■ Passage

[Start of section]

Trying Llama2-2-7b model:


In [None]:
%%capture
# This is a Jupyter notebook magic command that captures the output of the cell,
# preventing it from being printed in the notebook.

!pip install -q transformers accelerate langchain xformers bitsandbytes
# Using pip to install the following Python packages:
# - transformers: A library for working with transformer models like GPT, BERT, etc.
# - accelerate: A library to speed up the training and inference of large models efficiently.
# - langchain: A framework for building applications using large language models (LLMs).
# - xformers: Tools and optimizations for efficient memory usage and performance in transformers.
# - bitsandbytes: A library for running models with low-bit precision to improve memory usage and speed.
# The '-q' flag ensures the installation process runs quietly without verbose output.

In [None]:
# Enter your HuggingFace access token when prompted

import os  # Importing the 'os' module for interacting with the operating system
from getpass import getpass  # Importing 'getpass' to securely input the HuggingFace token without displaying it

# Prompt the user to input their HuggingFace access token without showing the input
pass_token = getpass("Enter your HuggingFace access token: ")

# Setting the HuggingFace token as environment variables to be used in API requests
os.environ["HF_TOKEN"] = pass_token  # Storing the token as 'HF_TOKEN' in the environment
os.environ["HUGGINGFACEHUB_API_TOKEN"] = pass_token  # Storing the token as 'HUGGINGFACEHUB_API_TOKEN'

# Delete the pass_token variable for security reasons to ensure it doesn't remain in memory
del pass_token

## Initializing the Hugging Face Pipeline

The first thing we need to do is initialize a `text-generation` pipeline with Hugging Face transformers. The Pipeline requires three things that we must initialize first, those are:

* A LLM, in this case it will be `meta-llama/Llama-2-7b-chat-hf`.

* The respective tokenizer for the model.

We'll explain these as we get to them, let's begin with our model.

We initialize the model and move it to our CUDA-enabled GPU. Using Colab this can take 5-10 minutes to download and initialize the model.

In [None]:
from torch import cuda, bfloat16
# Importing 'cuda' from PyTorch to interact with GPU for acceleration (e.g., checking for available CUDA devices, using the GPU for tensor operations).
# Importing 'bfloat16' from PyTorch, a 16-bit floating point format often used to save memory and speed up computation, especially in deep learning.

import transformers
# Importing the 'transformers' library from Hugging Face, which provides tools for working with transformer models like GPT, BERT, and others.

In [None]:
# Define the model ID for the pre-trained model you want to use from Hugging Face
model_id = 'meta-llama/Llama-2-7b-chat-hf'
# 'meta-llama/Llama-2-7b-chat-hf' is the ID of a pre-trained Llama-2 model hosted on Hugging Face.
# This model is fine-tuned for chat applications.

# Determine which device (GPU or CPU) to use for model inference
device = f'cuda:{cuda.current_device()}' if cuda.is_available() else 'cpu'
# If a CUDA-enabled GPU is available, use the first available GPU (cuda:0).
# If CUDA is not available, use the CPU ('cpu').
device  # This stores the device configuration for later use when loading the model.

In [None]:
# Load the tokenizer for the model specified by 'model_id' from Hugging Face
tokenizer = transformers.AutoTokenizer.from_pretrained(model_id)

[End of section]

Referring expression data:
[Start of section]

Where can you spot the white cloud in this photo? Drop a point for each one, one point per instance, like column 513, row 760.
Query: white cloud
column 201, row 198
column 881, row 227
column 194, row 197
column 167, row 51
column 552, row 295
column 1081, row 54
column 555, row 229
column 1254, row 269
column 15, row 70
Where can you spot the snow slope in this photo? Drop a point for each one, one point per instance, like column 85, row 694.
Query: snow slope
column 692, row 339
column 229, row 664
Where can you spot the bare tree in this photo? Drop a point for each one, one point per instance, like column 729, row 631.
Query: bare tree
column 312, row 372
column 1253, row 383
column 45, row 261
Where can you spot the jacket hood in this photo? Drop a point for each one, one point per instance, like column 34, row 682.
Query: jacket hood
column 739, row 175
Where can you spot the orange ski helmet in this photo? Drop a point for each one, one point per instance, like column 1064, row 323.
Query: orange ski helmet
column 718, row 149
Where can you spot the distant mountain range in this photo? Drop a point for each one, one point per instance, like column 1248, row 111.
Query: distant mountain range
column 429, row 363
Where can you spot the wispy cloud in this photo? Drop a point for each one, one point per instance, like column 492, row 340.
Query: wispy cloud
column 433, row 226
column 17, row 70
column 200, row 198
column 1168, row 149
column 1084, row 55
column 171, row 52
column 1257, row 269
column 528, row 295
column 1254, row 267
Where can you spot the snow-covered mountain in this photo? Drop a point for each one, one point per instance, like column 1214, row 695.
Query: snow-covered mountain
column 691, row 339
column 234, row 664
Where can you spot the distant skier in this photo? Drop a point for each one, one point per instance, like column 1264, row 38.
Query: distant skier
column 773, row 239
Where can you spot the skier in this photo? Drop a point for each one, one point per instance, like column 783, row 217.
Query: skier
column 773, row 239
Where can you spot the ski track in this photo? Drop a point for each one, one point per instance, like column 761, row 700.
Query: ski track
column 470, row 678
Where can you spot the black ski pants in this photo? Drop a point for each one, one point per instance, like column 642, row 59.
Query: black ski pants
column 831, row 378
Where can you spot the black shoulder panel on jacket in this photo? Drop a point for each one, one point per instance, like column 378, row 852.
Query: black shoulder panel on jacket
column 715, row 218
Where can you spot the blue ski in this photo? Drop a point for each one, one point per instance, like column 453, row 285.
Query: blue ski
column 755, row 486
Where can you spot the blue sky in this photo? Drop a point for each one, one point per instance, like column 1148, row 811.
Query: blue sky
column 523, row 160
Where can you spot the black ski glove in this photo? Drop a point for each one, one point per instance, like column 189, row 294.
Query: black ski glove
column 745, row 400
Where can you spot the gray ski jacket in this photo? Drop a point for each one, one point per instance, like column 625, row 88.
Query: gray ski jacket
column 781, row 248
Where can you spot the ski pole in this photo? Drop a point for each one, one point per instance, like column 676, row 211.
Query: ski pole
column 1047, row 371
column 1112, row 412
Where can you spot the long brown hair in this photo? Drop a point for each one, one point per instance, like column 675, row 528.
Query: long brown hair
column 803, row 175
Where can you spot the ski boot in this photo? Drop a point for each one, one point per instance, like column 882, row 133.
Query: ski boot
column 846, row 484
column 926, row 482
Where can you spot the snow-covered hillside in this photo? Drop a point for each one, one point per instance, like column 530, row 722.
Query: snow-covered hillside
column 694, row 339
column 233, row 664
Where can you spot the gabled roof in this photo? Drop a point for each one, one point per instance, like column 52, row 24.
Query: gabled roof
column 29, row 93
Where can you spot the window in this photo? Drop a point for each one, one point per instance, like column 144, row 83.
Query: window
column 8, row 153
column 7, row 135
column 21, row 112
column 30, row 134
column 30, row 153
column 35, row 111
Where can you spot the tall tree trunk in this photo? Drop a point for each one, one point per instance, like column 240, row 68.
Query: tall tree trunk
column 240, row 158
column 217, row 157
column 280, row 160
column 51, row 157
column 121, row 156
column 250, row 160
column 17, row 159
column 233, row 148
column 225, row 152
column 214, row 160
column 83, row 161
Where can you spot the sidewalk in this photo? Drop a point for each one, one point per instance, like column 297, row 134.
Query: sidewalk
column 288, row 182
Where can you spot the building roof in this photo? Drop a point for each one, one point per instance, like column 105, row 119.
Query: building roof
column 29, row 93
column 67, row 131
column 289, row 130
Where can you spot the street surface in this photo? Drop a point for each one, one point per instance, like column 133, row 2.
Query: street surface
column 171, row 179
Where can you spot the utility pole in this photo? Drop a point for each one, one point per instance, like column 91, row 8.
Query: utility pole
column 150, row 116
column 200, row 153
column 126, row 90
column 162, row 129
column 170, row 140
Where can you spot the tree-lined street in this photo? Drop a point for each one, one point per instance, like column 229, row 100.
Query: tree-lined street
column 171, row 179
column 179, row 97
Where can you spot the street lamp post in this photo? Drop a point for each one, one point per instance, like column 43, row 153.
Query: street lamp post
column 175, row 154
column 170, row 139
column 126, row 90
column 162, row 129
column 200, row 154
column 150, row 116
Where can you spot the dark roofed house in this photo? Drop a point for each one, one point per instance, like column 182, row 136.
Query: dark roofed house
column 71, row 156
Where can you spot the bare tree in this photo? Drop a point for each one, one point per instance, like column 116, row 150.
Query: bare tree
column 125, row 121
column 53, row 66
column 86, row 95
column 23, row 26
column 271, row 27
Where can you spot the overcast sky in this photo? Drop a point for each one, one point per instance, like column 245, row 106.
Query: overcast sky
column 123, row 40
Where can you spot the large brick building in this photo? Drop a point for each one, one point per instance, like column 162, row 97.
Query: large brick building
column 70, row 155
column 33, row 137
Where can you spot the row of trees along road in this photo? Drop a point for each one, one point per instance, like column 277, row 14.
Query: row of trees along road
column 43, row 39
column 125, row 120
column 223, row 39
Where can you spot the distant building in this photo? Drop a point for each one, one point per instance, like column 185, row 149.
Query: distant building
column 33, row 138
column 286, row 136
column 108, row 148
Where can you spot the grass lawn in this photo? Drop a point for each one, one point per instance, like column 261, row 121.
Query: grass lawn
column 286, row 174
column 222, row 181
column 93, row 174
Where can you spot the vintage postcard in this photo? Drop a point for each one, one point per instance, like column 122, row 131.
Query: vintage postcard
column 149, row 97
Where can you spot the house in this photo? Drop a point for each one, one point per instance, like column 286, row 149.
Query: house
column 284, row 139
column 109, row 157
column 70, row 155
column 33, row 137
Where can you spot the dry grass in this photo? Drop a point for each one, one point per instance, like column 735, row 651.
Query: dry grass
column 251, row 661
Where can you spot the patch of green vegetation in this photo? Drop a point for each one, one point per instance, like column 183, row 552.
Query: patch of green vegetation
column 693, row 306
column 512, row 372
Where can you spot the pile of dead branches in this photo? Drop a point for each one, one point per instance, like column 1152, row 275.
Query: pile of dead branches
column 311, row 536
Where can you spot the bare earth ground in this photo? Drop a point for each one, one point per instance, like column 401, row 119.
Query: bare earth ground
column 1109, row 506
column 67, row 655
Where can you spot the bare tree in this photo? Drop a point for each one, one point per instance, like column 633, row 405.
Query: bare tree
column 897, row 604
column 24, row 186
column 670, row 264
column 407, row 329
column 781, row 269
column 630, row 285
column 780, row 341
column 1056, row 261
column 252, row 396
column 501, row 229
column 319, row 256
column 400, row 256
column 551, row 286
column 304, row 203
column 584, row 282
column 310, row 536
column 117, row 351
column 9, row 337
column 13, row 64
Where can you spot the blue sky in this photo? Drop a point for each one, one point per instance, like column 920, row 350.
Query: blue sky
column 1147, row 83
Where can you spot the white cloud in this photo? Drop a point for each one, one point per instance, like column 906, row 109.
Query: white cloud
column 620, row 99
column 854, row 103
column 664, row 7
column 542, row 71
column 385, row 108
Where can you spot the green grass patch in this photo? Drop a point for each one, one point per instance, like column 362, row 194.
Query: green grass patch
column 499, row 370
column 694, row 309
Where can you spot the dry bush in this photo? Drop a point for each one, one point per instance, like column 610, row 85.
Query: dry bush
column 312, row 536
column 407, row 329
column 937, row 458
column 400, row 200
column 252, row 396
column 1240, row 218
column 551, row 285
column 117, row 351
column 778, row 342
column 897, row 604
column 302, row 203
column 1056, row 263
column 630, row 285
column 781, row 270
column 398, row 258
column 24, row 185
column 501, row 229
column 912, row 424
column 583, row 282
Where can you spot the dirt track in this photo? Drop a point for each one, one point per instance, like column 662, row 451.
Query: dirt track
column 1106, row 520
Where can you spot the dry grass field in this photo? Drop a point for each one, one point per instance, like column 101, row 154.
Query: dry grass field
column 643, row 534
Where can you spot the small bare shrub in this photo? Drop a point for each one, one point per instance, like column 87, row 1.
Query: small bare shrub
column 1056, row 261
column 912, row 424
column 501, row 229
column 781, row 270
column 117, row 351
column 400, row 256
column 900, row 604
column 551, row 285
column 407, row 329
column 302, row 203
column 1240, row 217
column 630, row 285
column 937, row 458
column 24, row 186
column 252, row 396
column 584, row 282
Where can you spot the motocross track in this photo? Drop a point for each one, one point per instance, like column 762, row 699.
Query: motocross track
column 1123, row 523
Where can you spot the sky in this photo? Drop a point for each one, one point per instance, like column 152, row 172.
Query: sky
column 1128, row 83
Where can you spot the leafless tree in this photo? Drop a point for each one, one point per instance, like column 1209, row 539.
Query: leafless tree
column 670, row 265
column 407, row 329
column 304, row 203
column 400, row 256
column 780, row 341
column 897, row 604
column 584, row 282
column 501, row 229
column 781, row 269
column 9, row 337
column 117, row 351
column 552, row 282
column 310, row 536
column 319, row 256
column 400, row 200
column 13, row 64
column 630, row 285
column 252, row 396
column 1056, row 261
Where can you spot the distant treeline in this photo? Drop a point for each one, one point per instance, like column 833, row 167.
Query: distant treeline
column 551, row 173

[End of section]

In the Llama-2 notebook, what does the '-q' flag in the pip install command do? The entries are separate material and have no connection to the Llama-2 notebook.

■ Solution for this problem
It makes the installation process run quietly, without verbose output.